## WHAT NEEDS TO BE DONE
Reproduce the stretch of the listing from its first line through the line containing "column 319, row 104", keeping every word unchanged and including both ends.

## Data drawn from a collection
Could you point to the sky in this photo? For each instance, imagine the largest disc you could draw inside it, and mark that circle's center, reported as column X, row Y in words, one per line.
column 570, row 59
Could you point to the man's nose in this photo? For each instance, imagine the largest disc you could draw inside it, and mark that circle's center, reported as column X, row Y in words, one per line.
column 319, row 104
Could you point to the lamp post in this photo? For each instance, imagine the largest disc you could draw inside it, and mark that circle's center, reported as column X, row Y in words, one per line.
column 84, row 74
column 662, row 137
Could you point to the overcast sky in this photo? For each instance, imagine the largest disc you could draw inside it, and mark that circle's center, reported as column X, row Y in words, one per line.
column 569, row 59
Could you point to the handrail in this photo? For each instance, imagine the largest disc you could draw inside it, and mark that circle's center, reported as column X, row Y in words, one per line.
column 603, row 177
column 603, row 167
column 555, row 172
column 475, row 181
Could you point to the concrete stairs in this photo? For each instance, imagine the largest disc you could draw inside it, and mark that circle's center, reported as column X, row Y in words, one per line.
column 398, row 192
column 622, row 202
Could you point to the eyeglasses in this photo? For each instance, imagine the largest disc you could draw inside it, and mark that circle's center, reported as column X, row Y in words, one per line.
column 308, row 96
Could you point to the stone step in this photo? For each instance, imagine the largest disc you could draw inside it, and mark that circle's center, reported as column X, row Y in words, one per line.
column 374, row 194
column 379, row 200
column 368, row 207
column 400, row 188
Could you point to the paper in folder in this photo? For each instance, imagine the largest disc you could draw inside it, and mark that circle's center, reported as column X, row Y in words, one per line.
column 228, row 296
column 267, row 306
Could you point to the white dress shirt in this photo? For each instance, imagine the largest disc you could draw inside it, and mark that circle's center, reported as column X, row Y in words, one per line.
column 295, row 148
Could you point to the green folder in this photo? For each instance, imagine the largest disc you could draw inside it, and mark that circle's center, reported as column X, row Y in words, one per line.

## TASK RESULT
Could you point to the sky in this photo? For each instance, imagine the largest disc you could draw inside it, and mark that circle's center, reported as column X, row Y in words, one per line.
column 570, row 59
Could you point to the man's nose in this photo? For each instance, imagine the largest disc you could draw inside it, and mark that circle's center, reported as column X, row Y in words, one per line.
column 319, row 104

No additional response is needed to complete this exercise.